### [TEXT SHOWN]
----------
Have you ever had that feeling where you have a knot in your stomach saying that something is wrong, or something is going to go badly, but you have no idea what it is or when it's going to happen?
I have had that all day today. As a result I feel disconnected. Well, that's not true. When it first hit me I felt incredibly upset. I was wracking my brain trying to figure out what it could be, what it could mean, or if it was just a "false alarm".
But as the feeling stayed with me I ended up disconnecting myself. I was feeling like I was going to cry at work when the knot got worse. So, I ended up shutting down. I was still able to do my job, I just was numb. I think numb is a good word to describe it.
That knot is still in my stomach and it's damn near 8:30pm. There are so many things it could mean that it's hard to pin point. Master put it in a pretty accurate description. He calls it the "the other shoe is about to drop" feeling. It's a feeling of dread, of worry, of concern. As I've said I'm not sure exactly what it's trying to tell me, if anything. Maybe it's just my own nerves finally getting to me. But for it to go on this long, somehow I don't think it's a mind fuck.
Master said that I feel distant and look like I'm about to cry at the drop of a hat. I don't feel like I'm going to cry though. Not anymore. Not since the feeling first hit me.
I'm leaning towards it having to do with something regarding my grandfather. His health is constantly declining. He looks like a walking corpse. He has almost no weight to him. His skin is gray. His memory is fucking with him a lot. You get the picture.
On one hand, the selfish hand, I want him to stay around. On the other hand I want him to be out of pain and out of this fog of confusion that he is living in. He is distancing himself from the family more and more, like an old dog going off into the woods to die.
----------
### [EXERCISE]
From the text above about the knot in the stomach, copy the passage from "Master said that" up to and including "woods to die." word for word.
----------
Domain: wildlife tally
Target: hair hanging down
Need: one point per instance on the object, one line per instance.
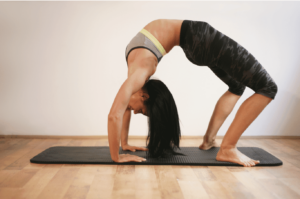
(163, 121)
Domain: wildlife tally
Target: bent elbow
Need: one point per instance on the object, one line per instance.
(113, 117)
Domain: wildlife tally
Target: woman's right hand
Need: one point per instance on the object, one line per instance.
(130, 158)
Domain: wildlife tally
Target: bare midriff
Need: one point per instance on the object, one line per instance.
(167, 32)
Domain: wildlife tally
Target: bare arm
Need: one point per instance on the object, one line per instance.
(132, 84)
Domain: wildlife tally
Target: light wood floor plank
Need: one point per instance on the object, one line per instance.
(59, 184)
(167, 182)
(20, 179)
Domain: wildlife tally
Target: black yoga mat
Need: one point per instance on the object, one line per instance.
(193, 156)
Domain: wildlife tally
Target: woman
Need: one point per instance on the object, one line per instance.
(204, 46)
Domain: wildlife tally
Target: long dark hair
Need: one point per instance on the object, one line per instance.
(163, 121)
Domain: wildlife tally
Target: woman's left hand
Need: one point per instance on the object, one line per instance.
(133, 148)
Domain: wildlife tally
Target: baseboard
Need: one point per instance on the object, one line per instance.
(134, 137)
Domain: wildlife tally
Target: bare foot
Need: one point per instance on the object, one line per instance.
(208, 144)
(232, 154)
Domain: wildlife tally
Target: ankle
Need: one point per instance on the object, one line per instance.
(209, 139)
(227, 147)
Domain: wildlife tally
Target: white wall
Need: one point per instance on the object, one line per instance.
(62, 63)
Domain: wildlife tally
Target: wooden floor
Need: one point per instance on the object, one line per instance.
(21, 179)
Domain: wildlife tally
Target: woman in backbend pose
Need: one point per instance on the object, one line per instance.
(204, 46)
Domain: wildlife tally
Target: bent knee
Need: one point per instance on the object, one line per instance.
(269, 90)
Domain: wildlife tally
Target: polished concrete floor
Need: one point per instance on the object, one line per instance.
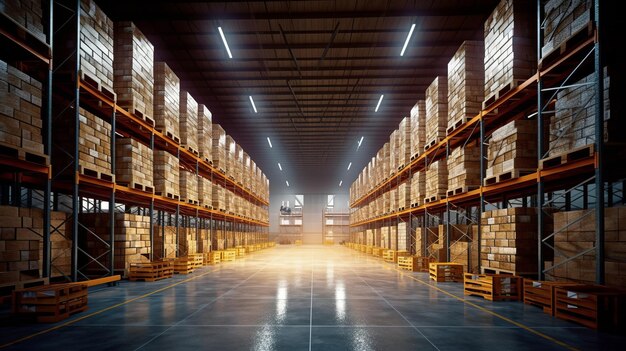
(301, 298)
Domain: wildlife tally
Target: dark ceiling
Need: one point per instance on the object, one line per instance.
(315, 69)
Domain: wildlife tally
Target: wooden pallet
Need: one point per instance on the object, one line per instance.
(568, 156)
(541, 293)
(50, 303)
(89, 172)
(593, 306)
(493, 287)
(150, 271)
(516, 173)
(445, 271)
(23, 154)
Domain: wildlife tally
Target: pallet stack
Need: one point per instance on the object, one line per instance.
(510, 47)
(436, 111)
(466, 79)
(166, 101)
(205, 133)
(576, 232)
(134, 71)
(563, 19)
(166, 174)
(418, 128)
(20, 114)
(436, 181)
(96, 47)
(464, 169)
(134, 164)
(512, 151)
(188, 185)
(509, 240)
(188, 122)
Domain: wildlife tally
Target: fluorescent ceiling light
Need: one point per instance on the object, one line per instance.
(379, 101)
(253, 106)
(408, 37)
(225, 42)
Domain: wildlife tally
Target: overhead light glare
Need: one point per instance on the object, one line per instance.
(408, 37)
(253, 105)
(379, 101)
(225, 42)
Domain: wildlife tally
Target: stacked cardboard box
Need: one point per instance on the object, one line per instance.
(510, 46)
(512, 151)
(188, 185)
(134, 70)
(564, 18)
(509, 240)
(134, 164)
(27, 13)
(418, 188)
(466, 79)
(131, 235)
(188, 122)
(418, 128)
(576, 232)
(464, 168)
(436, 111)
(436, 180)
(20, 110)
(96, 45)
(219, 147)
(166, 101)
(166, 174)
(205, 133)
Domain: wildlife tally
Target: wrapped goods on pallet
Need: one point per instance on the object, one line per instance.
(166, 174)
(565, 19)
(134, 71)
(166, 101)
(512, 151)
(20, 114)
(188, 185)
(131, 235)
(189, 122)
(21, 244)
(510, 47)
(134, 164)
(436, 111)
(205, 133)
(464, 168)
(509, 240)
(96, 47)
(466, 79)
(575, 233)
(26, 13)
(219, 147)
(436, 181)
(418, 128)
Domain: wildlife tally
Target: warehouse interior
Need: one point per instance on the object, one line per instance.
(312, 175)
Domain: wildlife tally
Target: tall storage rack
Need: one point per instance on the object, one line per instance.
(69, 188)
(533, 98)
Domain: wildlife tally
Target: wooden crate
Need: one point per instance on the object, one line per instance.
(150, 271)
(596, 307)
(542, 293)
(50, 303)
(134, 71)
(445, 271)
(495, 287)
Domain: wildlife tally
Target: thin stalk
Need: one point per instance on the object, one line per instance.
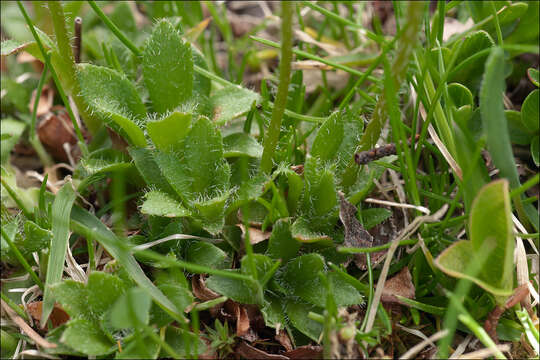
(344, 21)
(59, 87)
(14, 306)
(34, 140)
(315, 57)
(497, 25)
(131, 46)
(114, 28)
(272, 134)
(18, 201)
(21, 259)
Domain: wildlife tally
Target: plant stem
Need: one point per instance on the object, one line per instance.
(34, 140)
(46, 58)
(272, 134)
(21, 259)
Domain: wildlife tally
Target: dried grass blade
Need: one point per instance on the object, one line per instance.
(61, 209)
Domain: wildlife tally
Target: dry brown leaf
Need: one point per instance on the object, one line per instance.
(401, 284)
(283, 338)
(57, 317)
(200, 290)
(305, 352)
(355, 234)
(249, 352)
(55, 130)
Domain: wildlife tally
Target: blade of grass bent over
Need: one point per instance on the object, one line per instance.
(495, 125)
(61, 209)
(88, 225)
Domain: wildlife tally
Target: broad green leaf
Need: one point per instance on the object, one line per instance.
(89, 226)
(73, 297)
(211, 212)
(301, 278)
(167, 68)
(533, 76)
(242, 291)
(201, 84)
(36, 238)
(529, 111)
(123, 17)
(273, 311)
(128, 129)
(113, 99)
(471, 66)
(139, 348)
(281, 244)
(495, 125)
(231, 102)
(337, 138)
(86, 336)
(14, 129)
(460, 95)
(297, 313)
(107, 91)
(535, 150)
(103, 290)
(263, 265)
(160, 204)
(492, 242)
(149, 170)
(526, 30)
(519, 133)
(11, 46)
(302, 231)
(61, 208)
(328, 139)
(131, 310)
(206, 254)
(177, 337)
(169, 132)
(241, 144)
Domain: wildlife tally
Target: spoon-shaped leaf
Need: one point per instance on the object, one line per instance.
(490, 229)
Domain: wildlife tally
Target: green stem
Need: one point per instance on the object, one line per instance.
(272, 135)
(14, 306)
(497, 25)
(34, 140)
(316, 58)
(59, 87)
(21, 259)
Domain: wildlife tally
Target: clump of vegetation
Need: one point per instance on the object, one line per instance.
(181, 179)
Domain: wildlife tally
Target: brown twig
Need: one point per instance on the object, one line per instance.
(78, 38)
(368, 156)
(26, 328)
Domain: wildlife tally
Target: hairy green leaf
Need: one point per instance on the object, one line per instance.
(167, 68)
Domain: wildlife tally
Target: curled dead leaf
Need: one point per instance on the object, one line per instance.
(305, 352)
(283, 338)
(401, 284)
(255, 235)
(54, 130)
(247, 351)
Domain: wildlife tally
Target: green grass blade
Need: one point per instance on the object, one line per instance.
(495, 125)
(88, 225)
(61, 209)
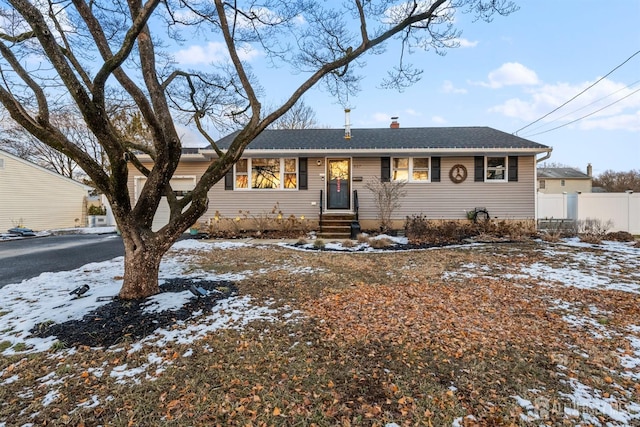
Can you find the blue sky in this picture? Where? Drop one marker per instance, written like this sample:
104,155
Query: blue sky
507,74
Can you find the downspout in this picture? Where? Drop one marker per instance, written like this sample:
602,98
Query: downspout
535,184
546,156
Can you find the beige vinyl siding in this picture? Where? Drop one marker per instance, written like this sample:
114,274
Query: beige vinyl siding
436,200
446,200
42,199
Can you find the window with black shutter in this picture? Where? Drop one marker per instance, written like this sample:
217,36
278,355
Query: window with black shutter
435,169
513,168
479,169
303,183
385,169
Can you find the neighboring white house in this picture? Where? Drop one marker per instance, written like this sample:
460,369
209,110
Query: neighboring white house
38,198
564,180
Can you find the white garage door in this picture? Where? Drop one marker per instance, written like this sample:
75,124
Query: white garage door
180,184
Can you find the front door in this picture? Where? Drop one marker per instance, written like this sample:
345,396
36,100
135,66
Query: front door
338,184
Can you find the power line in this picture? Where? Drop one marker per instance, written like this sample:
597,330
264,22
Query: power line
589,87
584,117
583,107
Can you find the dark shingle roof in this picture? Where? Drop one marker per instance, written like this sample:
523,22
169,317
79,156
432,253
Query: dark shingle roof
387,139
561,173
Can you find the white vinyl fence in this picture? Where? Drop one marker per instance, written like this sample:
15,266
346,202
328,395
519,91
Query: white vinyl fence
622,209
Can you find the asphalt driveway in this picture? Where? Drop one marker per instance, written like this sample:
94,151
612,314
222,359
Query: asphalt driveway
26,258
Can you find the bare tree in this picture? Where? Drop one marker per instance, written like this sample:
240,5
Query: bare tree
300,116
618,182
23,144
92,55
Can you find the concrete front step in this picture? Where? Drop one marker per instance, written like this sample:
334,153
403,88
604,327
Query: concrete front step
336,236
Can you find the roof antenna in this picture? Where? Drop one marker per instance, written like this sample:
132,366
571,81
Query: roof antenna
347,123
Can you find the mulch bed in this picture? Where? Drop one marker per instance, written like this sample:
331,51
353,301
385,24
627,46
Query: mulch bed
121,320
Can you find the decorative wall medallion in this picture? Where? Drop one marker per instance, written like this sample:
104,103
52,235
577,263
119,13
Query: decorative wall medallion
458,173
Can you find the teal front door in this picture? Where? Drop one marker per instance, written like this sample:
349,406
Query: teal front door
339,184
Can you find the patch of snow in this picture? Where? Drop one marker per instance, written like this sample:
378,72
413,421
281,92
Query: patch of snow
92,403
576,277
627,413
51,397
11,379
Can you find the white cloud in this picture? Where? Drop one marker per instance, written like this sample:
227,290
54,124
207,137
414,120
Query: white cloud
511,74
412,112
448,87
540,101
212,52
398,12
381,117
466,43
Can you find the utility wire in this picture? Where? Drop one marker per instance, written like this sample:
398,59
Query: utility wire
589,87
584,117
583,107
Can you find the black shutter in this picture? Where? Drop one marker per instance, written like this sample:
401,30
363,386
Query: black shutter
385,169
479,169
435,169
513,168
228,180
303,174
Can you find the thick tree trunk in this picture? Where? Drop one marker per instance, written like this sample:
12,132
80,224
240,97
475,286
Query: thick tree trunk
141,268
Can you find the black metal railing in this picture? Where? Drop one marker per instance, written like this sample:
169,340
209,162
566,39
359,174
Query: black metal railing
356,204
320,222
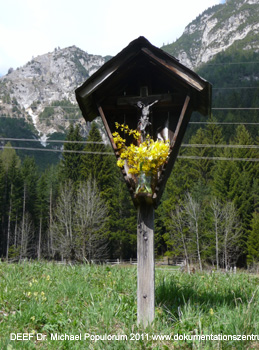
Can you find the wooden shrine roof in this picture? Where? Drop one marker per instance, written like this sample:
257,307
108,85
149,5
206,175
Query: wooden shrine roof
126,62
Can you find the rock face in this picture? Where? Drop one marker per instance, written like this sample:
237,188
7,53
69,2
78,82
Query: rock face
217,29
45,86
42,91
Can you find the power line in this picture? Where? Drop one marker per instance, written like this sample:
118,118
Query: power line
220,158
231,63
55,141
55,150
225,123
220,146
235,108
109,153
202,145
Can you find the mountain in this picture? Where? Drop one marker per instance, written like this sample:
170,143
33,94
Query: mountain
233,24
42,91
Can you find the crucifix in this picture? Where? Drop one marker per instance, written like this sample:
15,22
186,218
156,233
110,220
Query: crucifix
145,217
165,116
144,102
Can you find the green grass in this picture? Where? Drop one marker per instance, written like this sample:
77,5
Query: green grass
45,298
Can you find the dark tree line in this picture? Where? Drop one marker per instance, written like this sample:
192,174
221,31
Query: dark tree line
81,209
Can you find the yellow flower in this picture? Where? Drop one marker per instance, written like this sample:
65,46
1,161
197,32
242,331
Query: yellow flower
148,157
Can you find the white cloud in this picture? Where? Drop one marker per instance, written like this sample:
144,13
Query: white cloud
32,27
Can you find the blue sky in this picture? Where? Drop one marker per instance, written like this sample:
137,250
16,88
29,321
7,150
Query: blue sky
34,27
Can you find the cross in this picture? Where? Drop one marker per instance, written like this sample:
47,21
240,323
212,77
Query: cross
144,102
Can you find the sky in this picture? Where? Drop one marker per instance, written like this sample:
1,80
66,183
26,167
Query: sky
29,28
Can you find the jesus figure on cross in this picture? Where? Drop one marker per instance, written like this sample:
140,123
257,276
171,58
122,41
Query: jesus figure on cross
144,119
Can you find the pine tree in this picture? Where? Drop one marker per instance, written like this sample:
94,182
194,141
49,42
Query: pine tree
253,241
42,209
97,164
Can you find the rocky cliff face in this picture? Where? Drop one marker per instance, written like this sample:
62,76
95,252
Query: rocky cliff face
234,23
42,91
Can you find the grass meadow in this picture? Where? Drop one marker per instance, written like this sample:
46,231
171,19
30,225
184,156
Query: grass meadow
41,300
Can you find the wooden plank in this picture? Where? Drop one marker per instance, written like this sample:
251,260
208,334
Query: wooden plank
186,103
146,265
100,110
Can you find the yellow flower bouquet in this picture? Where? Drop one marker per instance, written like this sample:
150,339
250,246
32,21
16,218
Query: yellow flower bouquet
145,160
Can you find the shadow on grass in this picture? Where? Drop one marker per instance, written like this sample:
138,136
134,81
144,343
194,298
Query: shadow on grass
173,295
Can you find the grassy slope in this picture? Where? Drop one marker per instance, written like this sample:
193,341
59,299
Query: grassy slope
49,298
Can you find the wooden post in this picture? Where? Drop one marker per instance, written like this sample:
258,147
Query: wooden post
146,265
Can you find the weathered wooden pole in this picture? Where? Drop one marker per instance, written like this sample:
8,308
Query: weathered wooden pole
146,265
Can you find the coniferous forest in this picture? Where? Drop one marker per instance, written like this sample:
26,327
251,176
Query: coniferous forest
80,209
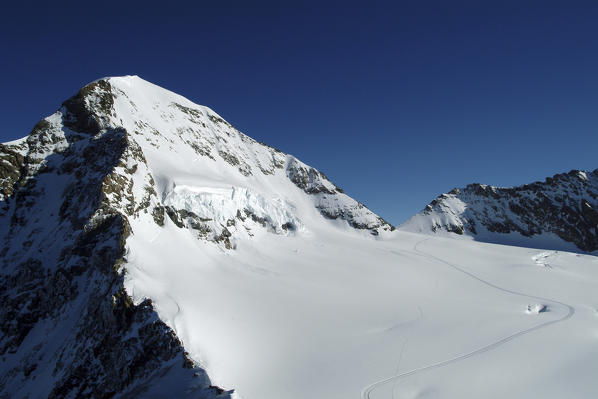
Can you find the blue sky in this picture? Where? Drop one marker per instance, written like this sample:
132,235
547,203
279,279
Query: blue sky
396,102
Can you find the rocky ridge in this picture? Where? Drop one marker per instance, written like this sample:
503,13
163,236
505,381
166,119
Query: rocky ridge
564,206
75,189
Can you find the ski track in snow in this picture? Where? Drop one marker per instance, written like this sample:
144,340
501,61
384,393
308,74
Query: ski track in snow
366,392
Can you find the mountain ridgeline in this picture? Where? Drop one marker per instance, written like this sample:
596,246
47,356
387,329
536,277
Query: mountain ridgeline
114,158
124,163
562,211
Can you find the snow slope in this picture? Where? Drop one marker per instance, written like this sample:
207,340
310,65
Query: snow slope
559,213
279,285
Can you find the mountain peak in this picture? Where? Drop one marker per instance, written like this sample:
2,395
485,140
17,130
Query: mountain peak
560,212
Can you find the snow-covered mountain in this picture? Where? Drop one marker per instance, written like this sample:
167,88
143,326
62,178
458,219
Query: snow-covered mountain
120,154
149,249
559,213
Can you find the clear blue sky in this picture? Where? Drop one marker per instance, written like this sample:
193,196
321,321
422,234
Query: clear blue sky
396,102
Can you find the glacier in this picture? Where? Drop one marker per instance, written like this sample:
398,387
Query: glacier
268,280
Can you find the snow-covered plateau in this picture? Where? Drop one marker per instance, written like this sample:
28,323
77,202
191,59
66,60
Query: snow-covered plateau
149,249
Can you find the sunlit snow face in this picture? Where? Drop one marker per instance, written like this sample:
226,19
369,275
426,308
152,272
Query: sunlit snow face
220,204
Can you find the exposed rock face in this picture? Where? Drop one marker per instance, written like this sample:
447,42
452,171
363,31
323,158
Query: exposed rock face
67,326
81,184
565,205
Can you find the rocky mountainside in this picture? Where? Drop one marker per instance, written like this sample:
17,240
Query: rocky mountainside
119,155
559,213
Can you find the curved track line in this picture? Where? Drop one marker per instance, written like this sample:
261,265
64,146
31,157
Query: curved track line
365,393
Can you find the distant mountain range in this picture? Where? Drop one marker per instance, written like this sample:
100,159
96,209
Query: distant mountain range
559,213
129,191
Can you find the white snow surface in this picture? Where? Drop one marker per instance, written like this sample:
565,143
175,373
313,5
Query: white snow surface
330,311
327,310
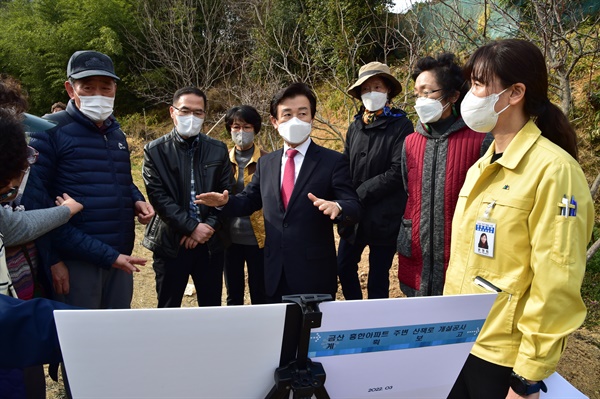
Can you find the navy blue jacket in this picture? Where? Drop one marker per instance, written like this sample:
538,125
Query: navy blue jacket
28,334
92,165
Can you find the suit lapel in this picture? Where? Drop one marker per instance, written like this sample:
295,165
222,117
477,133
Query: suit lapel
274,178
311,159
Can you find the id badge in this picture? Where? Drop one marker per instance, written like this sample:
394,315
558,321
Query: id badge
485,235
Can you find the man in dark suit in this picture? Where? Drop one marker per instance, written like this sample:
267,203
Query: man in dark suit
290,185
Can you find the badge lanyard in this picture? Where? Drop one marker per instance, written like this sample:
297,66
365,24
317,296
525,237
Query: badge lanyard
485,233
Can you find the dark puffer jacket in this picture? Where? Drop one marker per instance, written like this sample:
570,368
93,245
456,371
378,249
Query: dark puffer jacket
375,152
167,177
433,170
92,165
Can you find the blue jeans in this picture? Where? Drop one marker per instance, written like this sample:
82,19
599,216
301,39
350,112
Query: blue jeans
380,262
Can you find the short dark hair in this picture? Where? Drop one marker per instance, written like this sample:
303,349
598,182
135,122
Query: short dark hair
244,113
59,104
190,90
13,157
448,74
294,90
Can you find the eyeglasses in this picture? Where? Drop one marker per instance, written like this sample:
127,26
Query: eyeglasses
13,190
425,94
183,111
32,155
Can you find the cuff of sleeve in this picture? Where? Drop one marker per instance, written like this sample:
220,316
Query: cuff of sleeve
533,370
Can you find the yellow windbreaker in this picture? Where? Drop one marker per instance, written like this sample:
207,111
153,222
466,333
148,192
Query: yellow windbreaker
256,219
539,255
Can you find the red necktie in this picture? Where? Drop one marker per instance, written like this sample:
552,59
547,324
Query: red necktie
289,174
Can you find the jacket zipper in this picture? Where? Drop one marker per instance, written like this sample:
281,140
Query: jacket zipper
432,209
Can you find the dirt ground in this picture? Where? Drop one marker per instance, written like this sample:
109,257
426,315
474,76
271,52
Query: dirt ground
580,364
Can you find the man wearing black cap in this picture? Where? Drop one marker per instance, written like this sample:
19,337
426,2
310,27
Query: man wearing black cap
87,155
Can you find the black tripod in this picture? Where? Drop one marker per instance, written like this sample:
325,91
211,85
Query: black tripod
303,376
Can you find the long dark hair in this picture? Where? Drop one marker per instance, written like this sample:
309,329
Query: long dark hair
13,157
519,61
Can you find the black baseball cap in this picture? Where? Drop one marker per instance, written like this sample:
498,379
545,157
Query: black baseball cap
90,63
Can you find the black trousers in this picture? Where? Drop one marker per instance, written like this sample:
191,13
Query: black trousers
172,276
236,256
481,379
380,262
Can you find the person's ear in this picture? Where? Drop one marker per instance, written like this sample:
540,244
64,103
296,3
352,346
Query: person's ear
70,89
454,98
172,113
517,94
274,122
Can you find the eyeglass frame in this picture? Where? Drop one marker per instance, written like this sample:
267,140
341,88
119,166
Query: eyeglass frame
14,189
11,192
185,112
32,155
426,94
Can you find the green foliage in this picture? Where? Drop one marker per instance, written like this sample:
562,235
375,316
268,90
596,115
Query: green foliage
590,289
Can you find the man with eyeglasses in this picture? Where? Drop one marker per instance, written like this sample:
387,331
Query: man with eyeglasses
184,236
87,156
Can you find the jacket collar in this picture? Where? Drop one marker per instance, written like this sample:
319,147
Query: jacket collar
518,147
456,126
180,141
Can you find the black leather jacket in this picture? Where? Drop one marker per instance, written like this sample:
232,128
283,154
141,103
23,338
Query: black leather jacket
166,173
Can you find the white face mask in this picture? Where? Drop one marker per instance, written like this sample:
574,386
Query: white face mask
97,108
242,139
429,110
188,125
294,131
478,112
374,100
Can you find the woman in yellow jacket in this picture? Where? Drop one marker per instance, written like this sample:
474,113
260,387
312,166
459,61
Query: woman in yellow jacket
247,233
530,198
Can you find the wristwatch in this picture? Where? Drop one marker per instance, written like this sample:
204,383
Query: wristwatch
523,388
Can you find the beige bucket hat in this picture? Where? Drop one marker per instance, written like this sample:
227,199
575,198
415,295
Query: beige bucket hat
375,69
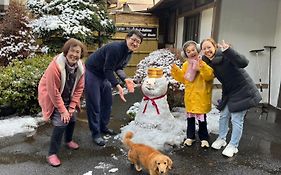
----------
### [EXERCISE RESULT]
Master said that I feel distant and look like I'm about to cry at the drop of a hat. I don't feel like I'm going to cry though. Not anymore. Not since the feeling first hit me.
I'm leaning towards it having to do with something regarding my grandfather. His health is constantly declining. He looks like a walking corpse. He has almost no weight to him. His skin is gray. His memory is fucking with him a lot. You get the picture.
On one hand, the selfish hand, I want him to stay around. On the other hand I want him to be out of pain and out of this fog of confusion that he is living in. He is distancing himself from the family more and more, like an old dog going off into the woods to die.